§ **Brief**
Swap every "ibex" for "goat" in the items from the line holding "Target: alpine meadow" through the end, inclusive, keeping everything else the same. Leave the pictures out of your answer.

[Location labeling items]
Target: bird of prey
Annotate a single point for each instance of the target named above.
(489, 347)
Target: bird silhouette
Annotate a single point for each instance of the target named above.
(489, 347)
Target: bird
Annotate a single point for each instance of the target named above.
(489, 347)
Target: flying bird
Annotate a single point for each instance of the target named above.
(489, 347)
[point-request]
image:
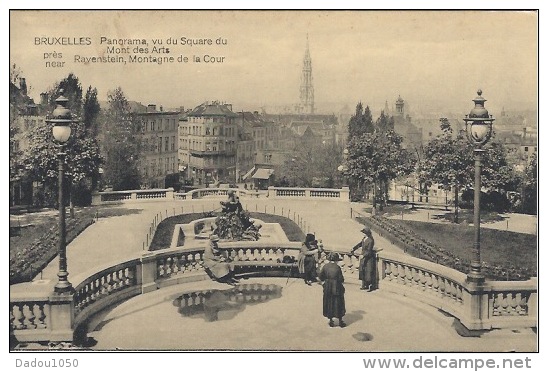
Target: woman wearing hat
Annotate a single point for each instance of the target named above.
(367, 259)
(307, 259)
(333, 290)
(217, 263)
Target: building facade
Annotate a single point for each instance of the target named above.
(208, 137)
(159, 155)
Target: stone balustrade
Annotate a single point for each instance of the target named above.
(128, 196)
(308, 193)
(106, 197)
(106, 287)
(492, 304)
(38, 314)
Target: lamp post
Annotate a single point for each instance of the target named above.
(343, 168)
(479, 127)
(60, 119)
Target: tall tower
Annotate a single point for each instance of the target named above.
(399, 107)
(307, 89)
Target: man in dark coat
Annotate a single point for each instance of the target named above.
(333, 290)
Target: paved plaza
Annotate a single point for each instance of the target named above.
(377, 321)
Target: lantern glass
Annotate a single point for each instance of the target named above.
(61, 133)
(479, 131)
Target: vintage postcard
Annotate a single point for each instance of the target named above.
(274, 181)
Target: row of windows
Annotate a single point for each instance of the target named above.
(215, 119)
(159, 144)
(209, 145)
(161, 167)
(160, 125)
(198, 130)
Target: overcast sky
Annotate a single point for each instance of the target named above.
(439, 57)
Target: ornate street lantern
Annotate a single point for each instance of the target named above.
(60, 119)
(479, 128)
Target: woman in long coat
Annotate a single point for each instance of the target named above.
(333, 290)
(367, 273)
(217, 263)
(307, 259)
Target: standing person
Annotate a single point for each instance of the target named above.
(307, 259)
(217, 263)
(367, 259)
(333, 290)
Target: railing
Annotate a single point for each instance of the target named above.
(30, 314)
(486, 306)
(44, 316)
(308, 193)
(106, 197)
(111, 285)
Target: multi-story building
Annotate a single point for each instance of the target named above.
(208, 137)
(159, 157)
(412, 136)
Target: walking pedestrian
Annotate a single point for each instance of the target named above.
(368, 260)
(307, 259)
(333, 290)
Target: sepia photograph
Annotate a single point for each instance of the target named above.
(274, 181)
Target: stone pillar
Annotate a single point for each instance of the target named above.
(271, 192)
(476, 306)
(345, 193)
(61, 316)
(96, 198)
(148, 272)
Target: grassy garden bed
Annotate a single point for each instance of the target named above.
(37, 240)
(505, 255)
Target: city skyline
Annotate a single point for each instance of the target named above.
(437, 58)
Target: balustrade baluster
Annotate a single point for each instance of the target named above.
(388, 271)
(442, 288)
(522, 304)
(168, 267)
(402, 274)
(40, 316)
(436, 285)
(160, 268)
(512, 304)
(497, 304)
(29, 317)
(459, 294)
(18, 316)
(422, 280)
(105, 285)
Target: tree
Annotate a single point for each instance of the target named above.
(377, 157)
(121, 143)
(529, 186)
(91, 110)
(83, 157)
(361, 122)
(449, 162)
(312, 163)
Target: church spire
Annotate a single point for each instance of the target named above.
(307, 89)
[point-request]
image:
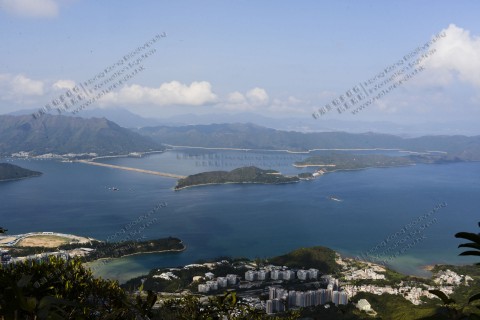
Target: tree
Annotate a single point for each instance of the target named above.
(453, 310)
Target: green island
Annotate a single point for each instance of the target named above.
(104, 250)
(349, 161)
(12, 172)
(239, 175)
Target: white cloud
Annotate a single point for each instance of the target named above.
(291, 105)
(31, 8)
(63, 84)
(19, 88)
(251, 100)
(170, 93)
(457, 56)
(257, 96)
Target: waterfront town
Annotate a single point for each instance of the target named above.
(269, 287)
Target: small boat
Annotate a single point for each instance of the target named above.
(334, 198)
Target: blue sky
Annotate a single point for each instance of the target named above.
(275, 58)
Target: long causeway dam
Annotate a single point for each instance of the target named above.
(157, 173)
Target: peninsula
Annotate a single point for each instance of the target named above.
(12, 172)
(239, 175)
(349, 161)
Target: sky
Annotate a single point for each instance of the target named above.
(281, 59)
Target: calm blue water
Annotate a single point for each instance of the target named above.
(246, 220)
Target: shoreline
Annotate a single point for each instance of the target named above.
(221, 183)
(137, 253)
(306, 151)
(22, 178)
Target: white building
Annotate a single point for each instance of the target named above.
(251, 275)
(364, 305)
(276, 275)
(203, 288)
(209, 275)
(222, 282)
(232, 279)
(302, 274)
(262, 275)
(288, 275)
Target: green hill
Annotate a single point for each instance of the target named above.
(13, 172)
(61, 134)
(320, 258)
(240, 175)
(250, 136)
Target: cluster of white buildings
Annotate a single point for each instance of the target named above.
(215, 284)
(364, 274)
(413, 294)
(276, 274)
(280, 298)
(4, 257)
(451, 278)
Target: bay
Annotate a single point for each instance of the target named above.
(246, 220)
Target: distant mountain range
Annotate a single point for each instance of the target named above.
(251, 136)
(128, 119)
(66, 134)
(61, 134)
(12, 172)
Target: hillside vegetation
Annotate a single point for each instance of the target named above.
(12, 172)
(240, 175)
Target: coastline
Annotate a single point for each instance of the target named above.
(137, 253)
(16, 179)
(306, 151)
(220, 183)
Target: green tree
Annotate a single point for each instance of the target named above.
(450, 306)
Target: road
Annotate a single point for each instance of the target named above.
(163, 174)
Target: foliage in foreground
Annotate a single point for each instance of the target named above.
(59, 289)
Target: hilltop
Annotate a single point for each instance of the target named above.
(239, 175)
(13, 172)
(62, 134)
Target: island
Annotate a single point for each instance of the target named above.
(349, 161)
(12, 172)
(36, 244)
(239, 175)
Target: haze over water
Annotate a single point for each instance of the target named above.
(246, 220)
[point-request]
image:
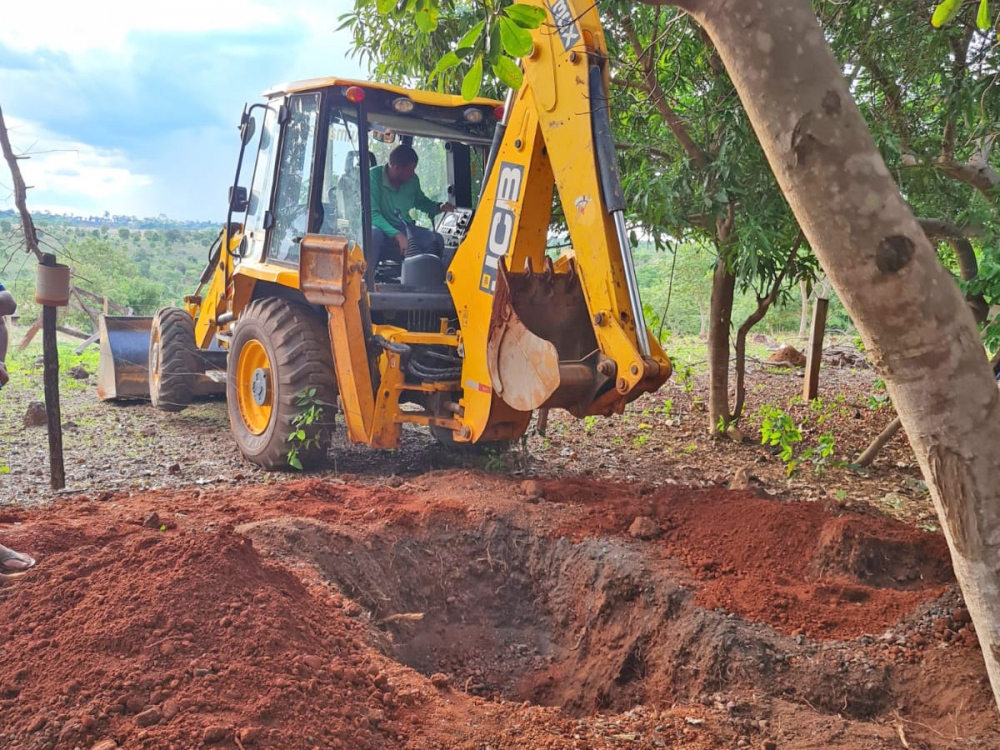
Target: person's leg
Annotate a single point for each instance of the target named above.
(383, 248)
(7, 307)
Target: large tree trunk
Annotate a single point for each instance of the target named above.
(909, 311)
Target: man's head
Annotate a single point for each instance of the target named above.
(402, 165)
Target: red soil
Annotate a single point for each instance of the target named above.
(183, 632)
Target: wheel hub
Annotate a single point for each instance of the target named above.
(259, 386)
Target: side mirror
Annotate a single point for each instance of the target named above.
(247, 129)
(238, 199)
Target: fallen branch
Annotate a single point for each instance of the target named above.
(878, 443)
(401, 617)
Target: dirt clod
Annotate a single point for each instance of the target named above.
(149, 717)
(35, 415)
(214, 734)
(788, 355)
(644, 527)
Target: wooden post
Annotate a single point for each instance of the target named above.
(50, 355)
(810, 388)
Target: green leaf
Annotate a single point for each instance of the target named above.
(526, 16)
(471, 36)
(449, 61)
(945, 13)
(473, 80)
(508, 72)
(426, 20)
(516, 41)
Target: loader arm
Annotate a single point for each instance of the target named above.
(538, 334)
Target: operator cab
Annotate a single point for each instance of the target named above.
(318, 141)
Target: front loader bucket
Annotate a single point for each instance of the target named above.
(123, 371)
(542, 352)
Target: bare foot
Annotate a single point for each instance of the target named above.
(14, 562)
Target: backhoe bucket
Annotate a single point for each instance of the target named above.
(542, 352)
(123, 371)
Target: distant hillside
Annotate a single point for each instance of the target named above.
(112, 221)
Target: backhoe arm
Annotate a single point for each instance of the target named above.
(538, 333)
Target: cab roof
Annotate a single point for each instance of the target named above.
(418, 96)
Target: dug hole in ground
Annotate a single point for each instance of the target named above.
(464, 610)
(603, 589)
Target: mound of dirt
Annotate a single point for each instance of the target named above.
(792, 565)
(447, 612)
(788, 355)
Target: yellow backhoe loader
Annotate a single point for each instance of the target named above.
(291, 319)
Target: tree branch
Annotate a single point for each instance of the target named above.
(20, 192)
(658, 97)
(763, 304)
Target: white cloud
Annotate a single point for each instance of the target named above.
(132, 108)
(69, 176)
(105, 24)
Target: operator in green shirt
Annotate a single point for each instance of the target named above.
(395, 191)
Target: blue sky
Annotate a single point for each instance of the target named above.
(132, 108)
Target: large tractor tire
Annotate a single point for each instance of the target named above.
(280, 350)
(173, 359)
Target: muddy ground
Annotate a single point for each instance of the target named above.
(602, 586)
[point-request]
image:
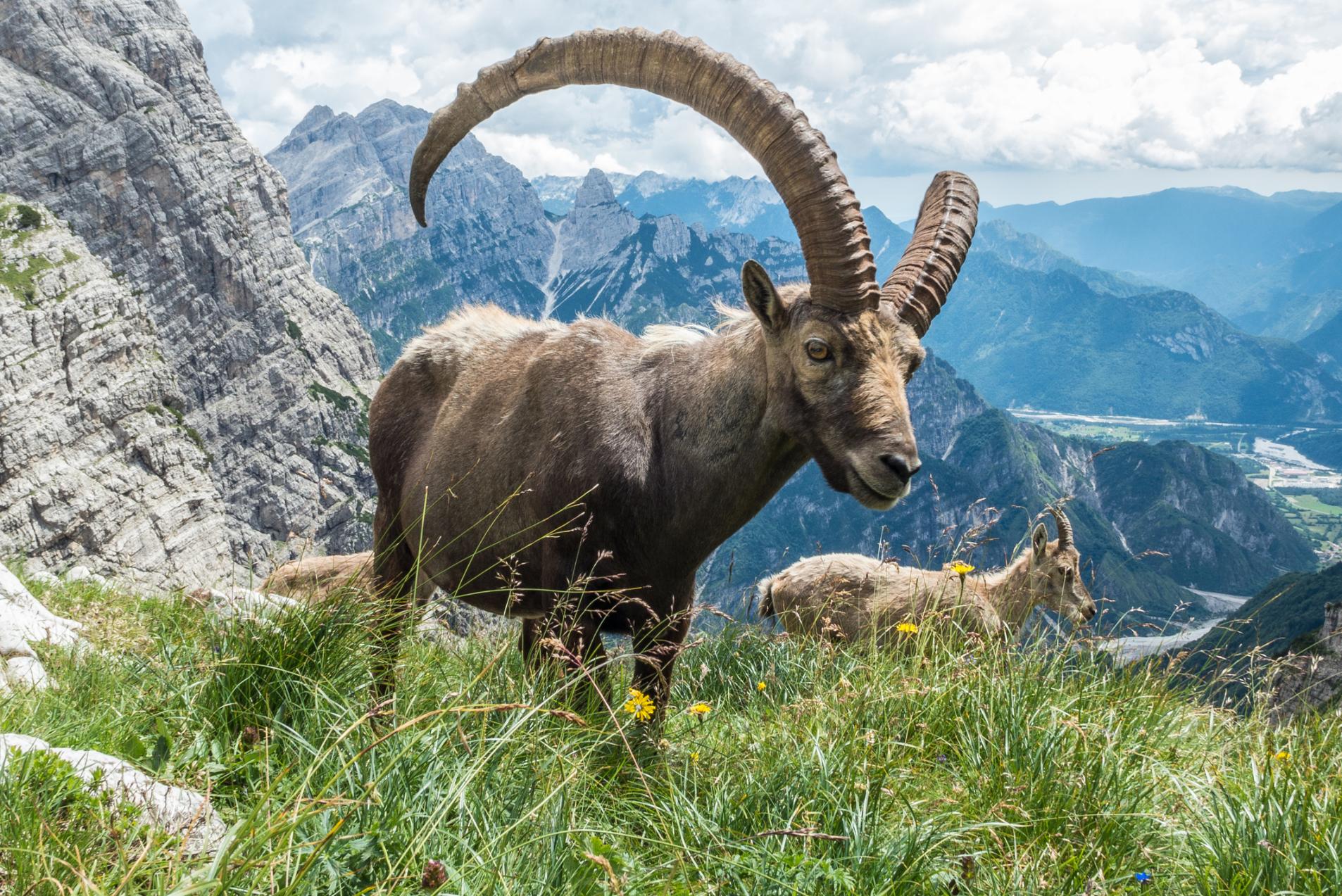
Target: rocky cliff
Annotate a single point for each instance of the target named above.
(97, 463)
(111, 121)
(982, 463)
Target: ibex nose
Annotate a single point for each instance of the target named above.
(902, 467)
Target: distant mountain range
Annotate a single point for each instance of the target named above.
(1272, 265)
(565, 247)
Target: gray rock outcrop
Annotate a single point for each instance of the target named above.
(97, 466)
(109, 120)
(177, 810)
(489, 239)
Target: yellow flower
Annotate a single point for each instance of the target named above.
(639, 706)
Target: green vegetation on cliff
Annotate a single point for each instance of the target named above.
(930, 770)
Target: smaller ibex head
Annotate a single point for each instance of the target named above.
(1055, 574)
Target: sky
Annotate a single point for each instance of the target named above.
(1039, 99)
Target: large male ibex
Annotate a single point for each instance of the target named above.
(490, 423)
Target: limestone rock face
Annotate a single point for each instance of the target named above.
(176, 810)
(97, 466)
(111, 121)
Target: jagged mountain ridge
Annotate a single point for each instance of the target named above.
(1248, 256)
(109, 120)
(489, 241)
(656, 269)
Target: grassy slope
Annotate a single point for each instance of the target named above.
(951, 771)
(1321, 446)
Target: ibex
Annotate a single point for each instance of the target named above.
(855, 597)
(317, 577)
(490, 423)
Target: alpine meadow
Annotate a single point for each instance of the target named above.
(866, 450)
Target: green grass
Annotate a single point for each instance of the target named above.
(1312, 502)
(937, 769)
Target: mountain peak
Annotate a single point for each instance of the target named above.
(595, 191)
(315, 117)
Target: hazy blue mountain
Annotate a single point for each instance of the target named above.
(1227, 246)
(1056, 336)
(740, 204)
(490, 239)
(1321, 446)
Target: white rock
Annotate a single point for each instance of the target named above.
(23, 620)
(176, 810)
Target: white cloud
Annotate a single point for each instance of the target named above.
(1046, 85)
(213, 19)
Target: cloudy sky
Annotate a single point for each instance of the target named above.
(1041, 99)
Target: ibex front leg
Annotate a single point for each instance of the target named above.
(658, 643)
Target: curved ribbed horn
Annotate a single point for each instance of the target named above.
(1065, 526)
(927, 269)
(757, 114)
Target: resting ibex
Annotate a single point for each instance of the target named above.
(490, 423)
(855, 596)
(317, 577)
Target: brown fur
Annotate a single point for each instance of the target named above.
(315, 577)
(854, 596)
(518, 459)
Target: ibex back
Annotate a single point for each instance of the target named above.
(517, 459)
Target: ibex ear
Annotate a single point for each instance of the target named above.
(1041, 542)
(761, 297)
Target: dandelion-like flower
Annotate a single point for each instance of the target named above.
(639, 706)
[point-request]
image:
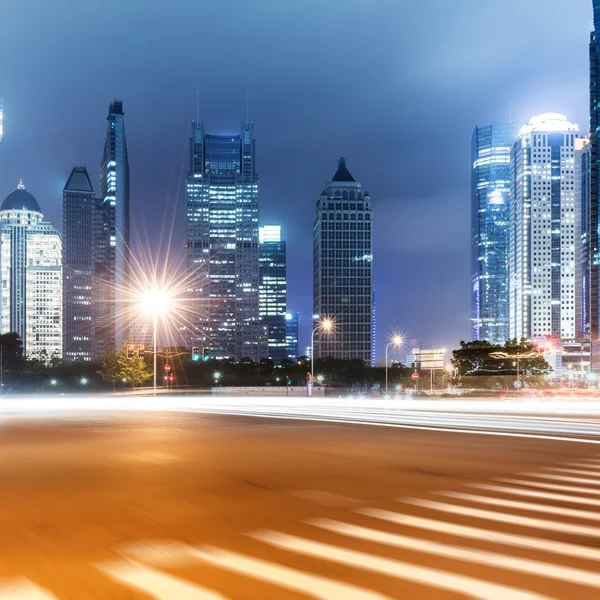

§ **Response to the exercise**
Target: alpine meadow
Annotate a single point for each instance of the target named above.
(866, 450)
Target: green grass
Annotate a single point for each instance of the target named above.
(1312, 502)
(937, 769)
Target: mountain peak
Annotate a single point for each instance of the target named above.
(595, 191)
(315, 117)
Target: hazy blue mountain
Annotate a single point for each instance of the target named above.
(1227, 246)
(1056, 336)
(740, 204)
(490, 239)
(1321, 446)
Target: white rock
Annotate a single point for each instance of the target named above.
(23, 620)
(176, 810)
Target: white cloud
Annotate a single point for each instance of the target named above.
(1046, 85)
(213, 19)
Target: cloudy sky
Annotate a single point for each instance of the target named above.
(1041, 99)
Target: goat front leg
Annotate a single point for each instance of the target named above.
(658, 643)
Target: curved ribbed horn
Annotate a single point for each instance of the target named above.
(1065, 526)
(927, 269)
(757, 114)
Target: resting goat
Annotate a single point for each instance of the target named above.
(490, 423)
(855, 596)
(317, 577)
Target: brown fur
Annotate a single point for each instance of the target named above.
(315, 577)
(854, 596)
(518, 459)
Target: goat back
Annotate a single point for each instance of the target named above.
(517, 459)
Target: goat ear
Annotate a single point for each instance of the target named above.
(1041, 542)
(761, 297)
Target: dandelion-like flower
Annotate a single point for each instance of the target named above.
(639, 706)
[point-request]
image:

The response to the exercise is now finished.